Given task: Repeat the material exactly, every line of it.

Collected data
☆ ☆ ☆ ☆ ☆
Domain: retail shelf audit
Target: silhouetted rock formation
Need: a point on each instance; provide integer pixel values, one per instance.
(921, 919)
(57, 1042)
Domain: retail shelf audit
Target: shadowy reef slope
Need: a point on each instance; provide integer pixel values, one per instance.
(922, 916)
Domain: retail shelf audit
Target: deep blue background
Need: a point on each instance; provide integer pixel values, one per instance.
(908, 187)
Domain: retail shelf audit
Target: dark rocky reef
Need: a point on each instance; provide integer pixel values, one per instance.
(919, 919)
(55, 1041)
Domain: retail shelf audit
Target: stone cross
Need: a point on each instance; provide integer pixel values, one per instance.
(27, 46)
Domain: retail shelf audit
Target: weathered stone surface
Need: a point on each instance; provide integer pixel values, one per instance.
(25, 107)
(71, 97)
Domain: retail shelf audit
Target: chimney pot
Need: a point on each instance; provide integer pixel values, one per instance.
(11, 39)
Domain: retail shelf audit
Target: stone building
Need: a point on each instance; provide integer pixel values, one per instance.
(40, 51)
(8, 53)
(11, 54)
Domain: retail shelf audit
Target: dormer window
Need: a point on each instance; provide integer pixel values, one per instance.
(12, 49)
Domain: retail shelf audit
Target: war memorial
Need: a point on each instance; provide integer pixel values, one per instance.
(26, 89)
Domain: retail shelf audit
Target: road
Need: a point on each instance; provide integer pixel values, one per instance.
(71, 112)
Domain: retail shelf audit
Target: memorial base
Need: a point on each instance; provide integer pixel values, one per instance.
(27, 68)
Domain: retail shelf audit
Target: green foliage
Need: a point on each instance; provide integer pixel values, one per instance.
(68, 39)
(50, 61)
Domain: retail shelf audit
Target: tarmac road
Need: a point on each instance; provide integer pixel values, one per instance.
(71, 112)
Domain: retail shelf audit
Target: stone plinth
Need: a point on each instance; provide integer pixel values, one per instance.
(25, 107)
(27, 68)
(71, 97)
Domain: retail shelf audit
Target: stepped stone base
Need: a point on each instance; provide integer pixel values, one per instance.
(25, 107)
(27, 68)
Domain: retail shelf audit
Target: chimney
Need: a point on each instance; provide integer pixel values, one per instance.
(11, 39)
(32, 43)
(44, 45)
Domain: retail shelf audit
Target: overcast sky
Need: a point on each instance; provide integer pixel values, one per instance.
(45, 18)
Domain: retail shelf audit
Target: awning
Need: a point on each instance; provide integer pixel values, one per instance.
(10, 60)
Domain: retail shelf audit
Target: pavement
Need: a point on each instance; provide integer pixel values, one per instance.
☆ ☆ ☆ ☆ ☆
Response:
Domain: retail shelf audit
Target: silhouetted rock formation
Need: a point on each instance; provide integer pixel values, one per instance.
(921, 919)
(57, 1042)
Domain: retail shelf audit
Target: shadowy reef slope
Need: a point on each instance; provide integer pixel values, one per instance.
(922, 916)
Domain: retail shelf audit
Target: deep blue background
Need: a point on each instance; provide integer pixel values, one per instance.
(908, 187)
Domain: retail shelf audit
Target: dark rocky reef
Need: a point on each instance; provide integer pixel values, one per instance.
(919, 919)
(55, 1041)
Domain: retail shelf audit
Target: stone cross
Need: a point on each instance; provide integer pixel values, one per instance.
(27, 46)
Domain: retail shelf audit
Target: weathered stone surface
Need: a point on each instance; provide integer pixel values, one per instance.
(25, 107)
(71, 97)
Domain: retail shelf audit
Target: chimney pot
Need: a point on each instance; provide integer pixel values, one per instance.
(11, 39)
Domain: retail shelf audit
Target: stone building
Need: a point on each instance; provide integer pixel values, one per instance.
(40, 51)
(8, 53)
(11, 54)
Domain: retail shelf audit
Target: dormer window
Need: a point on each instance; provide integer pixel values, one per instance.
(12, 49)
Domain: retail shelf audit
Target: war memorial
Need: a point on each instance; provide integer pixel values, one per instance.
(26, 89)
Domain: retail shelf audit
Target: road
Need: a point on each instance; provide integer pixel values, one per instance.
(71, 112)
Domain: retail shelf audit
Target: memorial base
Need: a point on each instance; provide integer pixel values, one per instance.
(27, 68)
Domain: retail shelf audit
Target: green foliage
Need: a point on each instance; provide integer pixel values, one per instance.
(68, 39)
(50, 61)
Domain: retail shelf audit
Target: tarmac road
Need: a point on each instance; provide integer pixel values, one per instance.
(71, 112)
Domain: retail shelf audit
Target: stone plinth
Need: a point on each instance; provide integer pixel values, one per instance.
(25, 107)
(27, 68)
(71, 97)
Domain: retail shelf audit
Target: stepped stone base
Need: a point on each instance; provide integer pixel values, one per instance.
(25, 107)
(27, 68)
Domain: retail shelf audit
Target: chimney
Need: a point on each instance; provide integer pixel values, one per instance.
(11, 39)
(32, 43)
(44, 45)
Domain: retail shelf audit
Target: overcast sky
Need: a point on each instance; provide integer pixel values, one per instance.
(45, 18)
Domain: retail shelf audit
Target: awning
Need: a point on each instance; provide integer pixel values, one per instance.
(10, 60)
Domain: retail shelf audit
Target: pavement
Need: a point on each instance; provide integer pixel values, one per instance.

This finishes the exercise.